- Work to do -
Convert the rows below into a JSON list of strings with one entry per line, leaving out any blank lines.

- Information shown -
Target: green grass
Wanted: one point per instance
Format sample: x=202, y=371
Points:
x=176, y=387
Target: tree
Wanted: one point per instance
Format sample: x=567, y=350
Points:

- Written reply -
[
  "Target: green grass",
  "Wanted: one point per instance",
  "Format sample: x=202, y=371",
  "Points:",
  "x=176, y=387",
  "Target: tree",
  "Wanted: one point per instance",
  "Format sample: x=567, y=350",
  "Points:"
]